### Exercise prompt
Count the lines in the records below that contain the string "stem". Output only the resulting number.

------ Entries supplied ------

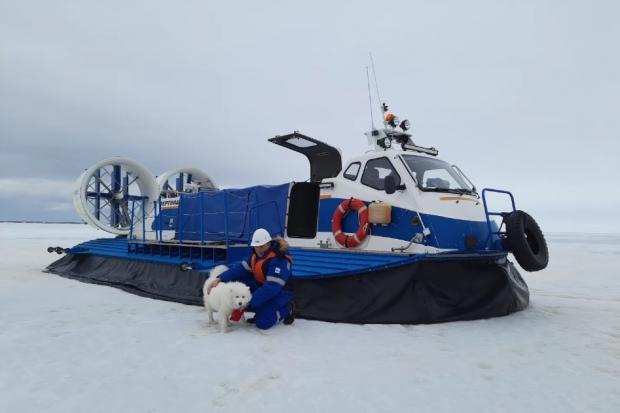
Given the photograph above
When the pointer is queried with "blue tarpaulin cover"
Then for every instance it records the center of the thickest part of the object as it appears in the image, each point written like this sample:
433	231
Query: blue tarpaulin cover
208	216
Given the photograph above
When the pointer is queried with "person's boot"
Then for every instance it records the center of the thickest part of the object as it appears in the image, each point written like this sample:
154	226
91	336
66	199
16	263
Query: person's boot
291	314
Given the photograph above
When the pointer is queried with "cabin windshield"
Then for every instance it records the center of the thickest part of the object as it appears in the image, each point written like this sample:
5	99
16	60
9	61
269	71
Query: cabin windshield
436	175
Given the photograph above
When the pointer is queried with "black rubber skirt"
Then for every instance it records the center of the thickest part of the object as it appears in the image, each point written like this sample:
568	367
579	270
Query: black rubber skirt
427	291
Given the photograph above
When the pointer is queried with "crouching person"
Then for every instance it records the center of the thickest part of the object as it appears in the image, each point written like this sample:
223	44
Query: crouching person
266	272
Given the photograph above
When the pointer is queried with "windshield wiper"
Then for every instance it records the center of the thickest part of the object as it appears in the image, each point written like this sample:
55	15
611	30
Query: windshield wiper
459	191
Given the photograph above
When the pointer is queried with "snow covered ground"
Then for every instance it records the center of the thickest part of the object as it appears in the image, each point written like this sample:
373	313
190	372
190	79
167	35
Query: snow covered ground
66	346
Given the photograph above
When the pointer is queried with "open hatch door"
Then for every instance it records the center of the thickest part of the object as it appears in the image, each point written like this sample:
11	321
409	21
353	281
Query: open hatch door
325	160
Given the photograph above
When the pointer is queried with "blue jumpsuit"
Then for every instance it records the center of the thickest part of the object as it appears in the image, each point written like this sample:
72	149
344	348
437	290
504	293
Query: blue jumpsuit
269	300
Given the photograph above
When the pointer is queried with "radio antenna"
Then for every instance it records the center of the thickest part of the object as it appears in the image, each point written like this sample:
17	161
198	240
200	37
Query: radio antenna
374	73
372	121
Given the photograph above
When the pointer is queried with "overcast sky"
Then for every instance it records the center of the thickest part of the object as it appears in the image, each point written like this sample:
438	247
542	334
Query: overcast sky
522	95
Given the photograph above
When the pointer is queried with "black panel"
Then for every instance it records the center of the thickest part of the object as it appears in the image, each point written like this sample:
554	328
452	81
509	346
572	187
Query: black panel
303	210
325	161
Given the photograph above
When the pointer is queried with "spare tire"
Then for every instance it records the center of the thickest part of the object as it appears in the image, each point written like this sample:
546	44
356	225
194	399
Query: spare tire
526	241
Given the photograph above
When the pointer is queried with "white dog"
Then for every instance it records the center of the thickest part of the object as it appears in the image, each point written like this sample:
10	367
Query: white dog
224	297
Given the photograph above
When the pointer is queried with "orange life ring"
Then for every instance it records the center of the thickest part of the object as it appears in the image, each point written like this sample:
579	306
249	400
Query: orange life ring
355	239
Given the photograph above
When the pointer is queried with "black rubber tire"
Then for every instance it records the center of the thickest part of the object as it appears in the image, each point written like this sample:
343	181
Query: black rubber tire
526	241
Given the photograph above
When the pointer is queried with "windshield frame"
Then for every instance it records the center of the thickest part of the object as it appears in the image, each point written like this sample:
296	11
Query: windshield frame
467	187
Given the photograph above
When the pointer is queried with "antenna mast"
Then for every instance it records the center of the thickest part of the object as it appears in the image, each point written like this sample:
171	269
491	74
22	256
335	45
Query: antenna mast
372	121
382	106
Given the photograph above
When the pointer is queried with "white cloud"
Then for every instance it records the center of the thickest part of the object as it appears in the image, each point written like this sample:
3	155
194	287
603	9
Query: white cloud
36	187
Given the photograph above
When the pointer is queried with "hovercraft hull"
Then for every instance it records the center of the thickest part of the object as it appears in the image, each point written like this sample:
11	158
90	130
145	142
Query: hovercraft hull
338	286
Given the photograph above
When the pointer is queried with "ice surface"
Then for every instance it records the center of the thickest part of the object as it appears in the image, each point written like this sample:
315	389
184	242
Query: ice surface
66	346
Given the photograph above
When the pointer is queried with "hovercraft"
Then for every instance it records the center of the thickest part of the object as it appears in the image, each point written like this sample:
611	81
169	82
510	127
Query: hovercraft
396	235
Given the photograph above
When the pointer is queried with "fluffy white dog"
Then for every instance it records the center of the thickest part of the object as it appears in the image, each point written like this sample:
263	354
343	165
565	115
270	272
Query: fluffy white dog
224	297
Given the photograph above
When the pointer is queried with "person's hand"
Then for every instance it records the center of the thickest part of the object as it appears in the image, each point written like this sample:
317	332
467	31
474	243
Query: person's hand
215	283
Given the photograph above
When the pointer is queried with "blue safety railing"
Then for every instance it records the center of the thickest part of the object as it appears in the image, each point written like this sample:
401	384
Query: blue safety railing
489	214
147	237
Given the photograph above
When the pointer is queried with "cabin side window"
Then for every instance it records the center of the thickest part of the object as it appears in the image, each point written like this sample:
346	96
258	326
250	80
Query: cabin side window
352	171
375	172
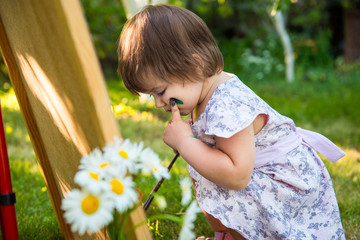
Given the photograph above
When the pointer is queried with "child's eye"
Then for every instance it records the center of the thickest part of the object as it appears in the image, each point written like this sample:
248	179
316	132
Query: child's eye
161	93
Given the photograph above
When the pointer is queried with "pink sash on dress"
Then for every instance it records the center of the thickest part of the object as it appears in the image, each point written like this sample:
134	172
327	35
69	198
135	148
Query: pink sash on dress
301	136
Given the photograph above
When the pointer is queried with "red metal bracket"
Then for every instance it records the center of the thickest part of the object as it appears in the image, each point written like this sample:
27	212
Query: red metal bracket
7	196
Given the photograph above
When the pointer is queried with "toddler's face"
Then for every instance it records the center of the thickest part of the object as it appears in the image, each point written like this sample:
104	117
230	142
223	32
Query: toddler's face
163	92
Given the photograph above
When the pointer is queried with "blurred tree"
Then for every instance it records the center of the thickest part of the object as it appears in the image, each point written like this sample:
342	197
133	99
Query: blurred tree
133	6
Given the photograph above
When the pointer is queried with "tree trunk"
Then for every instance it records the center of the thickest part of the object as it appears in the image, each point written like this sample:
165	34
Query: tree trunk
285	39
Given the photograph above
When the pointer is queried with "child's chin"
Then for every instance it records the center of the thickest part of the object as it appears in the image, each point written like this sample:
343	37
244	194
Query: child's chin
184	113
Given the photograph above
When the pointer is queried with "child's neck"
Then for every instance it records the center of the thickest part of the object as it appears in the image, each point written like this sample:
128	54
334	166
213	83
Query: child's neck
208	89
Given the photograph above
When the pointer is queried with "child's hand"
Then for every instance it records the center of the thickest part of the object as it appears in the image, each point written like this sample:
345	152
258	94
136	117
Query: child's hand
177	130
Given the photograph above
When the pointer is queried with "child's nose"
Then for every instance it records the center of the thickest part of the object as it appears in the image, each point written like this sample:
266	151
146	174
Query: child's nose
159	103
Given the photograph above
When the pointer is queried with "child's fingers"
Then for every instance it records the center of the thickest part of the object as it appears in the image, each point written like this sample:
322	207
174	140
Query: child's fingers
175	111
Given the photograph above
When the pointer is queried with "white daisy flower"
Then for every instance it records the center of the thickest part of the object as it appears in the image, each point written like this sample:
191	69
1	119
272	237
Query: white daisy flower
124	153
123	193
87	212
91	181
95	161
188	222
186	185
151	164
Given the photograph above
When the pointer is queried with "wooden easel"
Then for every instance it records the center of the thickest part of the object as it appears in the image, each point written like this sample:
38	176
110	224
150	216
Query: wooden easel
61	92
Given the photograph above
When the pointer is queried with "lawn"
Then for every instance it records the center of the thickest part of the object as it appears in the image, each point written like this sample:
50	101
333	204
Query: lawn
329	106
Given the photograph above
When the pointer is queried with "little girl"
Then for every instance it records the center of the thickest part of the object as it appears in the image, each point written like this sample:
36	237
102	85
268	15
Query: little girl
256	175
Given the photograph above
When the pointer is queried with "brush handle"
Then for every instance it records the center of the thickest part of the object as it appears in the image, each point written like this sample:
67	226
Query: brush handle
156	188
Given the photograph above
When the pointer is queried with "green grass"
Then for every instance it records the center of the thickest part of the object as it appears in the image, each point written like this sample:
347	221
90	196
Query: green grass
329	106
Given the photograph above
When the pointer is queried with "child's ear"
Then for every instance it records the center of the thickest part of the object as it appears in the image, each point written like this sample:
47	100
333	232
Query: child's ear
200	65
198	59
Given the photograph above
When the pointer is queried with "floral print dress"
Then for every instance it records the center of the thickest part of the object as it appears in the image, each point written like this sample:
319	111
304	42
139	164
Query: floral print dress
291	196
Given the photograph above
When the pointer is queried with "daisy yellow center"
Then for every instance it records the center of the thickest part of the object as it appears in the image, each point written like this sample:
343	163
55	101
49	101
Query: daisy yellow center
117	187
90	204
123	154
103	165
94	175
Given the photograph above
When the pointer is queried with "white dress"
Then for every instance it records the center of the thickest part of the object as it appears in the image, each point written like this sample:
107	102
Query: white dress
289	196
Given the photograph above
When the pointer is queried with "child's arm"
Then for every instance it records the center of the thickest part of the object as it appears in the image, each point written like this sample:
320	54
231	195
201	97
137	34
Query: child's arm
230	164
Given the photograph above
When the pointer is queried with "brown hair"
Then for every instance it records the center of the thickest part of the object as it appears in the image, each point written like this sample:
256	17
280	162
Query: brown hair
169	43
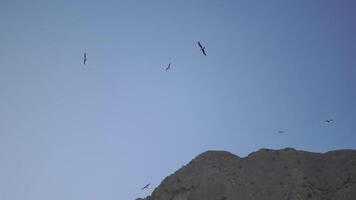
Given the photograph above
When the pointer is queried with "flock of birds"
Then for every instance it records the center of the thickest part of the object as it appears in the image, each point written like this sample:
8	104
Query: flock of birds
168	67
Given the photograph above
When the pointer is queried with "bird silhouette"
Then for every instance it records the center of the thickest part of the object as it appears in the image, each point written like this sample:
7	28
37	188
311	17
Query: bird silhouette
202	48
146	187
281	131
85	58
329	120
168	67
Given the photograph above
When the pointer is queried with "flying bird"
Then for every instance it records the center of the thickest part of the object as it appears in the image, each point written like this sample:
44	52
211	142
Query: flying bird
168	67
202	48
281	131
329	120
146	187
85	58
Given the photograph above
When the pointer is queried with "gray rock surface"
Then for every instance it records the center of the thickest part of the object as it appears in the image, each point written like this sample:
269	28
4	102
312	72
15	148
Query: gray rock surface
285	174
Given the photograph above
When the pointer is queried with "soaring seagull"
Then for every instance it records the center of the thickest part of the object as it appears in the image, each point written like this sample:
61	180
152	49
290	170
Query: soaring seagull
85	58
146	187
281	131
329	120
202	48
168	67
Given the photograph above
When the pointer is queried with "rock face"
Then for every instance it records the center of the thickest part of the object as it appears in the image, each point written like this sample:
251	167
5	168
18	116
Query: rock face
284	174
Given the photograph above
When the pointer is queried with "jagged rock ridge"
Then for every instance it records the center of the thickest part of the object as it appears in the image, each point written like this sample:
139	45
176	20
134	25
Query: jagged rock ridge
285	174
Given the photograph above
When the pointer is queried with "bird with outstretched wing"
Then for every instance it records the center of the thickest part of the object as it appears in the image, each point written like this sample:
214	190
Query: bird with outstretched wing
168	67
202	48
146	187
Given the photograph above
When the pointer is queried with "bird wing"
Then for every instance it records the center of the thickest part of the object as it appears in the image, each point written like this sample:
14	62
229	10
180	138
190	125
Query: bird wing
203	50
201	46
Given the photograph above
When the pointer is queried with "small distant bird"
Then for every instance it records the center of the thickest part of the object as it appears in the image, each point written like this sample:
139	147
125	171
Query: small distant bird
329	120
202	48
85	58
168	67
146	187
281	131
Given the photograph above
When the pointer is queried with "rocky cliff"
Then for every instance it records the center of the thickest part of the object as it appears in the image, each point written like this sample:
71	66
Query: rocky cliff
285	174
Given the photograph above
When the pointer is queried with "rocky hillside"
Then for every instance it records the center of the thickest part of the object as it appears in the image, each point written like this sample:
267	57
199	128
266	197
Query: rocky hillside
285	174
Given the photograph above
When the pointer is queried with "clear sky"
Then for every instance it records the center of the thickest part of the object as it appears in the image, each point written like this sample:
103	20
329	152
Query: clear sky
104	130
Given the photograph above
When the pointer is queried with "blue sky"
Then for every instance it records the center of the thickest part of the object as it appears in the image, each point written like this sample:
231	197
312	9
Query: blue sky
104	130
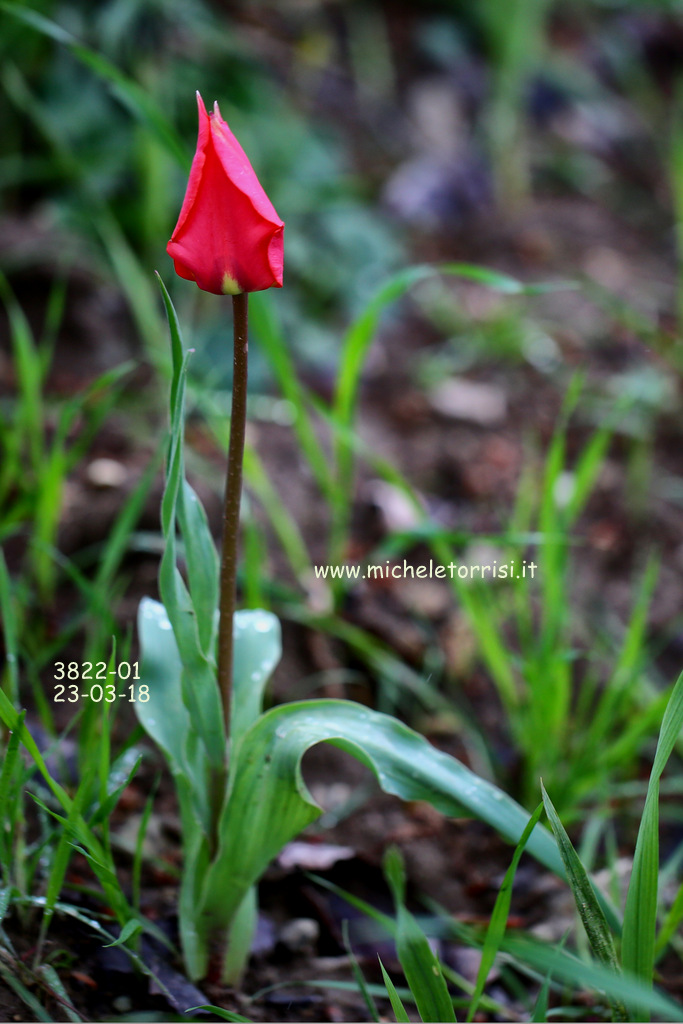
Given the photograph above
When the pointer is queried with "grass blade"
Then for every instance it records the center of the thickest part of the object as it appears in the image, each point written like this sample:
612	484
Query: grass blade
394	997
590	910
499	918
641	901
421	967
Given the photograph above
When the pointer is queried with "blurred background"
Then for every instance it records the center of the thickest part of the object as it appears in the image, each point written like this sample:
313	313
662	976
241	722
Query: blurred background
530	394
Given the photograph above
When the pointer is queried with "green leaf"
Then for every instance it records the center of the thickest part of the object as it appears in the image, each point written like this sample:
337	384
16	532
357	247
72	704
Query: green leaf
588	906
166	719
397	1007
268	803
132	95
129	929
421	967
641	901
499	918
258	647
191	612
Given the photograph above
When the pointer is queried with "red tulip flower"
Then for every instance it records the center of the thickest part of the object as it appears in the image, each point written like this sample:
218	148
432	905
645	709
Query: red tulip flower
228	238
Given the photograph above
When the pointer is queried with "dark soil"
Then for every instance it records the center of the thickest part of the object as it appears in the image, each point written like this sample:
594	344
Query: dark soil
467	473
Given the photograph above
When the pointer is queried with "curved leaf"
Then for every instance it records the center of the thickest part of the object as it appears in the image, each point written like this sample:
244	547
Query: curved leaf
268	803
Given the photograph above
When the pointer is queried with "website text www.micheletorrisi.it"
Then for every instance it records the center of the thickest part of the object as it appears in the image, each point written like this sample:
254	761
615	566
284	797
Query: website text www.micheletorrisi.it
433	570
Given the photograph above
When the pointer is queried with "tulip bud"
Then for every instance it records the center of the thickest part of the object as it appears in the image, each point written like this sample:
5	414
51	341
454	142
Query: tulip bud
228	238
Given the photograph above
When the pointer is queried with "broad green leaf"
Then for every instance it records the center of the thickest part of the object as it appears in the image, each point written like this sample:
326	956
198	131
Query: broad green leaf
165	718
421	967
188	610
641	901
258	647
588	906
268	803
578	973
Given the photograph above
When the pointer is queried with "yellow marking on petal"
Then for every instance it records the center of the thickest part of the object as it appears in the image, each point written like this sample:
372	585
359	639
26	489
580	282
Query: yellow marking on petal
230	286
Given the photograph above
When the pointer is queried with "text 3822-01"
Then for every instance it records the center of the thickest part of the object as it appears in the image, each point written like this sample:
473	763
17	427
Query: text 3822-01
96	675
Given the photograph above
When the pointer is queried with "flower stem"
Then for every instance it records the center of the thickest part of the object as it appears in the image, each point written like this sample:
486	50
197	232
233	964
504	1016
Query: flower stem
228	563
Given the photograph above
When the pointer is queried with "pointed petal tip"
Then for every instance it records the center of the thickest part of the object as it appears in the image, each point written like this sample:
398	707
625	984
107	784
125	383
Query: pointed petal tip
200	103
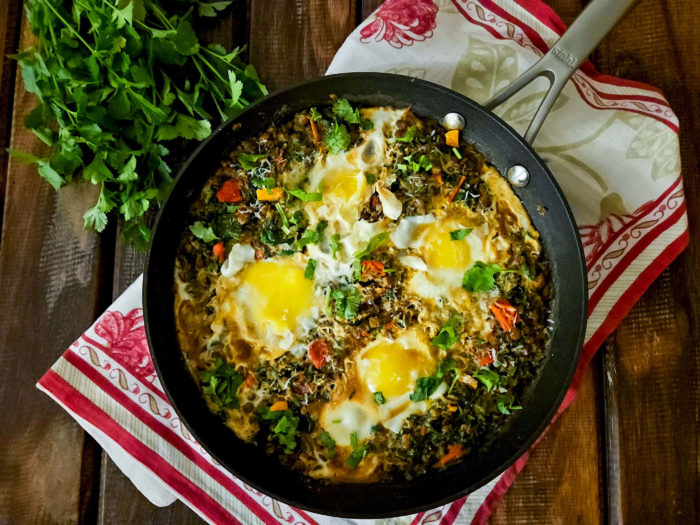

------

### Answer to this problem
2